> [THE RECORDS]

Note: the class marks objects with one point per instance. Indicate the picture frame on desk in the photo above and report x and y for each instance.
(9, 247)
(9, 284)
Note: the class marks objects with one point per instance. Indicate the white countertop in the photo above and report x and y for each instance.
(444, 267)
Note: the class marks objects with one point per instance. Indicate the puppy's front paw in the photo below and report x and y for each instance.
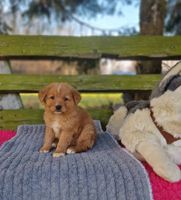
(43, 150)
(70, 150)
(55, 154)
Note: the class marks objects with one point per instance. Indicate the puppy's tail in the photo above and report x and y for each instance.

--

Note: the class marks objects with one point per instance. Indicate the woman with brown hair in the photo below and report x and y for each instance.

--

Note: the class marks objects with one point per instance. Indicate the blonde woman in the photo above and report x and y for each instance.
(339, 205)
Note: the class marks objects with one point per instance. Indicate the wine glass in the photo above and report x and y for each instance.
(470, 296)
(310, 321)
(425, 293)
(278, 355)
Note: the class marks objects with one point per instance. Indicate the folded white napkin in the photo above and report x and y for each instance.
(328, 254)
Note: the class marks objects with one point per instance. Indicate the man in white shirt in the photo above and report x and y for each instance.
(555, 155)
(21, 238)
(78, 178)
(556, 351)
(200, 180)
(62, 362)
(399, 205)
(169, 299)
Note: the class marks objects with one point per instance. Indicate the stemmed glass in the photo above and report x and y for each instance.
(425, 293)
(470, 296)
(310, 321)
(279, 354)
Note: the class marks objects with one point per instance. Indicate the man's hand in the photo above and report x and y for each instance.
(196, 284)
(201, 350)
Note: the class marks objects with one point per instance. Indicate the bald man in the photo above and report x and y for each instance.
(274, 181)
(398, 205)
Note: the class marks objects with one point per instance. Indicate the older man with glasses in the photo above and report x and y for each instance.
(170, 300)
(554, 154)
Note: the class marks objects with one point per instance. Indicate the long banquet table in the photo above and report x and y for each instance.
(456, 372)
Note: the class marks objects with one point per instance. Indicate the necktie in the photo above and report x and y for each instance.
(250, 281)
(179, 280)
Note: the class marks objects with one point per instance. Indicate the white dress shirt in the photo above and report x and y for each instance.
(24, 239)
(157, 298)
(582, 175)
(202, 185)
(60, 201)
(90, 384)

> [THE EXERCISE] Identify each line in the records above that contains the string "woman", with case counting, and copy every such line in full.

> [COMPLETE OUTPUT]
Note: the class marks objects with one point per instance. Indicate the woman with brown hair in the photo below and report x and y for each instance.
Note: the class marks objects with one point per instance. Indicate the blonde woman in the photo above and report x and y for each instance.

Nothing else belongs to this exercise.